== Extracted text ==

Sports books in Nevada handled a record $119.4 million in Super Bowl bets this year, up more than 17 percent from last year’s $98.9 million in wagers. More important, the 183 bookmakers in the state collected $19.6 million on this year’s bets, according to the Nevada Gaming Control Board, good for a 16.5 percent take. Nevada has not seen a better margin since 2005, when bookies collected $15.4 million on $90.8 million in bets, for a 17 percent take.
Johnny Avello, director of race and sports operations at the Wynn Las Vegas, says he can’t fully explain the big haul for bookmakers. “We did well on the game,” he says of Wynn’s sports book, “but the state number surprised even me, to be honest.” The basic explanation is that lots of bettors were on the losing side of the ledger. The Denver Broncos were 2.5 point favorites for most of the week preceding the game and apparently had more, or bigger, backers than the underdog Seattle Seahawks. The underdog, for what it’s worth, has beaten the point spread in seven of the last 10 Super Bowls.
The narrow margin may hay have helped spur action, with few people anticipating the Seahawks overwhelming the Broncos. Before the game, Avello says, “you could make an argument for either side.” Las Vegas was lucky to avoid Bloomberg Businessweek’s resident sharp, Cam Simpson, who did his betting in London and beat the house.
The main driver, Avello suspects, was a strong season for football bettors. “Players had a good college [football] season early,” he says, “and that had a churn effect into the NFL playoffs and right through the Super Bowl.” Nevada bettors seem to have ignored Kenny Rogers’s Third Law of Gambling: You gotta know when to walk away.

===
== Material supplied ==

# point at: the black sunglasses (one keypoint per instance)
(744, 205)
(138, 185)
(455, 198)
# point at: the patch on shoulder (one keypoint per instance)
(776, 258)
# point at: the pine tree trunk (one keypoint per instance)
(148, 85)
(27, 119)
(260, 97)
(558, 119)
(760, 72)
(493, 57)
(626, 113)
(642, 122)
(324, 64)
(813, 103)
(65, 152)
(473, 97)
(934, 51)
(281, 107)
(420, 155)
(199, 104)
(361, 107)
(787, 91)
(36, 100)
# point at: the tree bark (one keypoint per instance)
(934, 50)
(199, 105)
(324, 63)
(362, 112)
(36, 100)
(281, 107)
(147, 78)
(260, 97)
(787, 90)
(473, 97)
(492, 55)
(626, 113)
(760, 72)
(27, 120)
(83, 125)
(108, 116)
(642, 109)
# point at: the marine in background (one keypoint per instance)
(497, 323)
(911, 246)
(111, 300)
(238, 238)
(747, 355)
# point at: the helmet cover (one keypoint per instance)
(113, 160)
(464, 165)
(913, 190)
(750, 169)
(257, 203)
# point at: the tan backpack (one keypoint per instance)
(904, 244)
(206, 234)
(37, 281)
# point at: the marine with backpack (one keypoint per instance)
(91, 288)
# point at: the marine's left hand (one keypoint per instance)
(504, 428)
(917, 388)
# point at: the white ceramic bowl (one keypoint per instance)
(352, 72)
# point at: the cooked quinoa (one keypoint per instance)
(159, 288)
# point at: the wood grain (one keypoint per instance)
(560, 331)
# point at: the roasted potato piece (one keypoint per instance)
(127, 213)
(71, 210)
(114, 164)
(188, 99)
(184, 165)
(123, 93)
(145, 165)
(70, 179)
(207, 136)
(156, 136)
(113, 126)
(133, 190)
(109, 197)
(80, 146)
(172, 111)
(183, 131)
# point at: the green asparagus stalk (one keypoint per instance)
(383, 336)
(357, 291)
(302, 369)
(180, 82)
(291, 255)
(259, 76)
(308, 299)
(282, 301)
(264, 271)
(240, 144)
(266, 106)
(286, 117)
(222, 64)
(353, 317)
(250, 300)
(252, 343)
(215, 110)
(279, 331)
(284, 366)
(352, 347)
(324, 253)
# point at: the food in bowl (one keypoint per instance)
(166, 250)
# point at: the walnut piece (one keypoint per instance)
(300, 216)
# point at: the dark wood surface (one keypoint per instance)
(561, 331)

===
== Material supplied ==

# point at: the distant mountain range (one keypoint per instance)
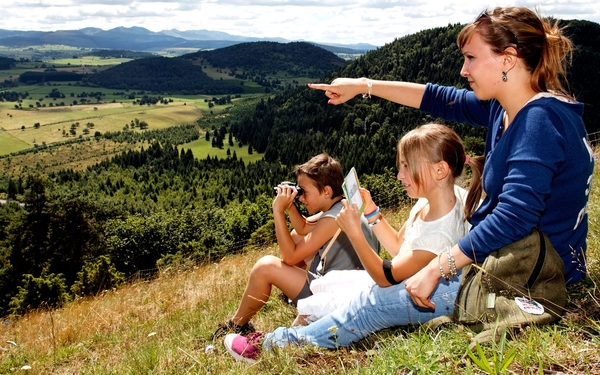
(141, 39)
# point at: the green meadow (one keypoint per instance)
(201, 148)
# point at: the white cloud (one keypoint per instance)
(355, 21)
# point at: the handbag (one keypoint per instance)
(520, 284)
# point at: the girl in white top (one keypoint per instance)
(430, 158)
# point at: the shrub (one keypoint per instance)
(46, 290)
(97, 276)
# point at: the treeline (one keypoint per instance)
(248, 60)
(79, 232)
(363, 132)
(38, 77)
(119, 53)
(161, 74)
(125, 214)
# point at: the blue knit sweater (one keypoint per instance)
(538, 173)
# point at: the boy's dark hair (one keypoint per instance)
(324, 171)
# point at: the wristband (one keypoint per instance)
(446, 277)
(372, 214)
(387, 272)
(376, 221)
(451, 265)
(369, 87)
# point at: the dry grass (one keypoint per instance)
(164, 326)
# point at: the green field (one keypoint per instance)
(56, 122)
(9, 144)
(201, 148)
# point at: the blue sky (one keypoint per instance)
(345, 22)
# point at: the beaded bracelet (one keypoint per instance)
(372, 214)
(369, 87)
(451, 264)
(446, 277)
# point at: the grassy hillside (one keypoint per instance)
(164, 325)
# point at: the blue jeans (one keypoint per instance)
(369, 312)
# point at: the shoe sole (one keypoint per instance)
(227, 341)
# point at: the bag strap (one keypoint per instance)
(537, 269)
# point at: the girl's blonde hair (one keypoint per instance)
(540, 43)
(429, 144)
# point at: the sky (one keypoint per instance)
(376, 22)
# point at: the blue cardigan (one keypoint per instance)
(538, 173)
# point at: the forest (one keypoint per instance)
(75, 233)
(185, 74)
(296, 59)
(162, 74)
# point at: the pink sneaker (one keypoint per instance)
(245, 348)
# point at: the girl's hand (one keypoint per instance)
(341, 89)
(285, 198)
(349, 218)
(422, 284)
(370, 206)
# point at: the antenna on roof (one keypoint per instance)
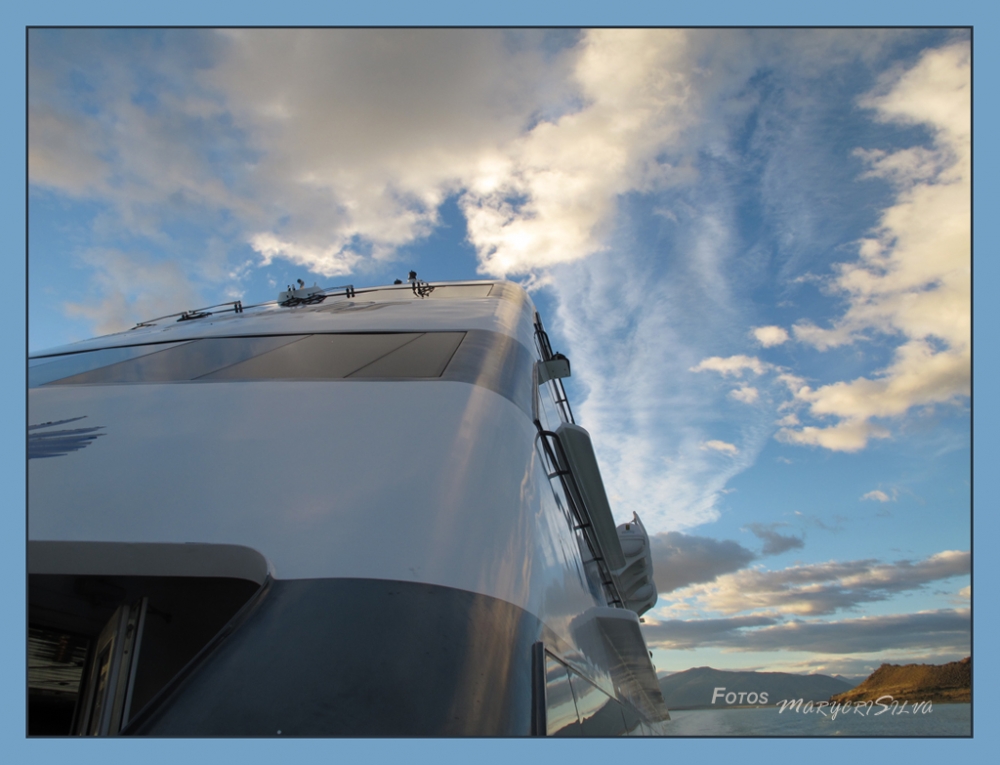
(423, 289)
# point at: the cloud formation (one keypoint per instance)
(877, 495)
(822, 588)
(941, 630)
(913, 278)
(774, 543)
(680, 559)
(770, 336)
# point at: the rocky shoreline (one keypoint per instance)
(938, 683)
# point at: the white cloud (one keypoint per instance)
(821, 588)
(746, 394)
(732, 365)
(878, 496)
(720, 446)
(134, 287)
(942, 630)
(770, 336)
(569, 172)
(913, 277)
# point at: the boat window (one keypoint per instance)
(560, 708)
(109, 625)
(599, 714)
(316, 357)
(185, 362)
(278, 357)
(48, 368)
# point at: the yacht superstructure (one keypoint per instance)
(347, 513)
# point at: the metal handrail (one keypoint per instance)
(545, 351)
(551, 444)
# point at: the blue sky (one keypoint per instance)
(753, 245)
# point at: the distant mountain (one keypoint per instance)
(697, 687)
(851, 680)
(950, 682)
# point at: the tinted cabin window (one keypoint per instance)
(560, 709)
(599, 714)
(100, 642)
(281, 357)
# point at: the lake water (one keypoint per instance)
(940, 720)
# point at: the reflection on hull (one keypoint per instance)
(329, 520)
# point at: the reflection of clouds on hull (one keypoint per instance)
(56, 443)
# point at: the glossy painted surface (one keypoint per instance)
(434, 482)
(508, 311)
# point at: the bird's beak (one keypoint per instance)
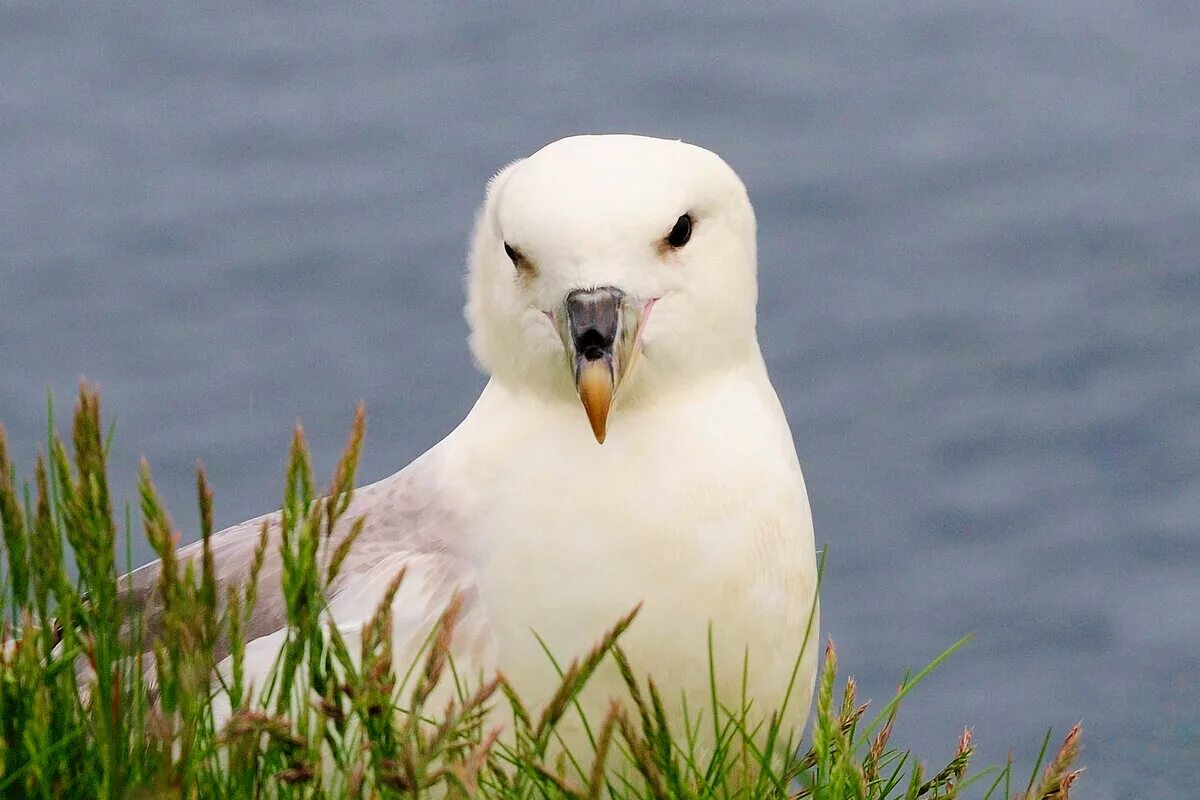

===

◆ **Task instructions**:
(a) In the article on Nevada Super Bowl betting, how much did the state's bookmakers collect on this year's bets?
(b) Retype the article on Nevada Super Bowl betting, everything from "Johnny Avello, director" down to "10 Super Bowls.".

◆ **Responses per task**:
(a) $19.6 million

(b)
Johnny Avello, director of race and sports operations at the Wynn Las Vegas, says he can’t fully explain the big haul for bookmakers. “We did well on the game,” he says of Wynn’s sports book, “but the state number surprised even me, to be honest.” The basic explanation is that lots of bettors were on the losing side of the ledger. The Denver Broncos were 2.5 point favorites for most of the week preceding the game and apparently had more, or bigger, backers than the underdog Seattle Seahawks. The underdog, for what it’s worth, has beaten the point spread in seven of the last 10 Super Bowls.